* [Description of the task]:
Before answering, work out how many lines below contain the string "syntax"; the reply is that number alone.

Start of Data section

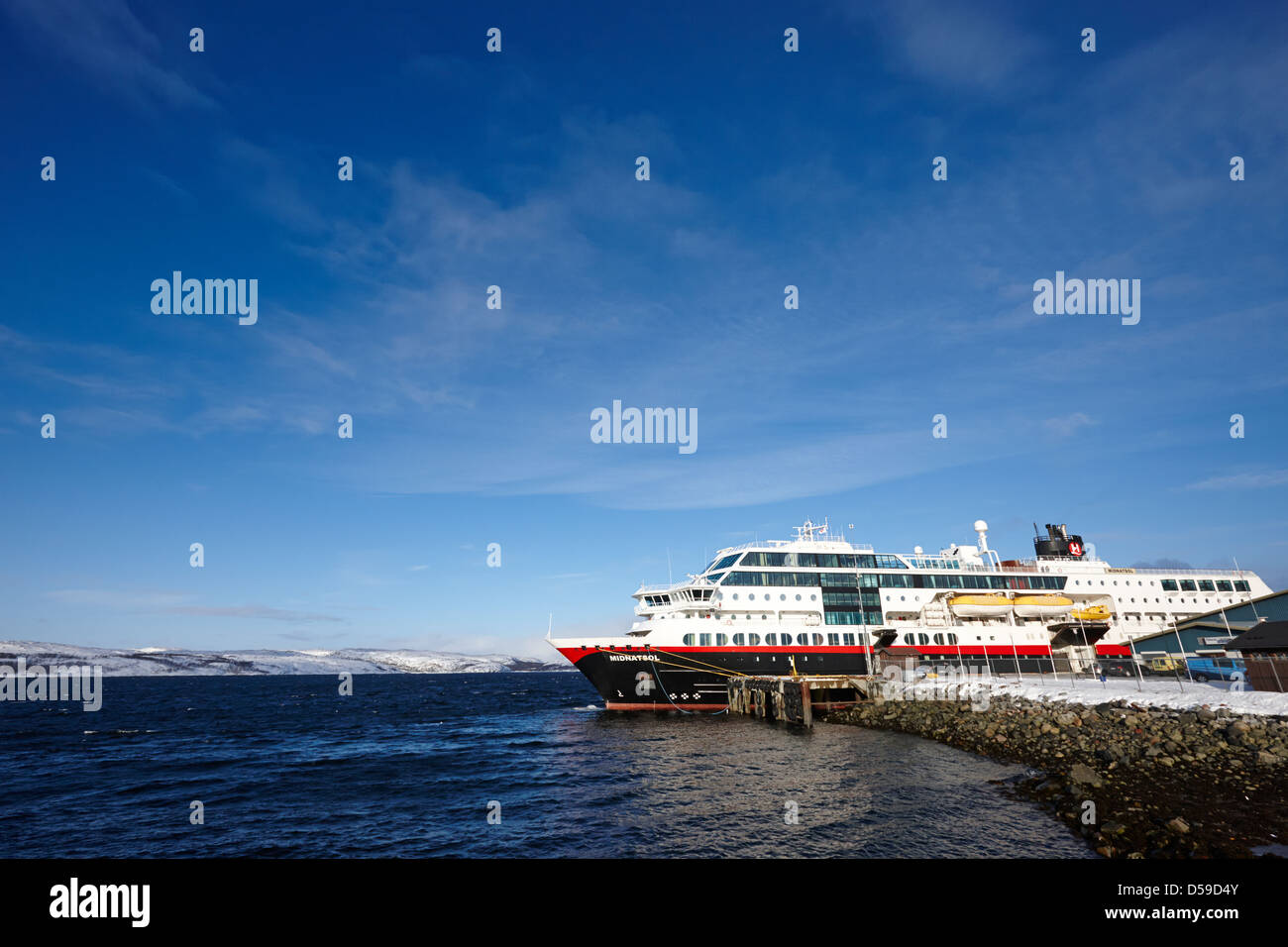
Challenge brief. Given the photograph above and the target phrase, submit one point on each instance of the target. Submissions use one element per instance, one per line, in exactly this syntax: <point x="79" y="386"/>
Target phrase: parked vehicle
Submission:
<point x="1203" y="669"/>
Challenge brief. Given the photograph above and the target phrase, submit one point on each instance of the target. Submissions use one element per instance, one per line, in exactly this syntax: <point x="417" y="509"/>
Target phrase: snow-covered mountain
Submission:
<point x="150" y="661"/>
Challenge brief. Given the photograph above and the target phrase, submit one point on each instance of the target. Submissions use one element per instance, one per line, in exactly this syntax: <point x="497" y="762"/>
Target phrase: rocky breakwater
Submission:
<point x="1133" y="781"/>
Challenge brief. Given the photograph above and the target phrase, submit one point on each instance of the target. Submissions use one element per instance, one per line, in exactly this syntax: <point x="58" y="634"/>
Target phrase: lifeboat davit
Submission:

End of Data section

* [Your solution]:
4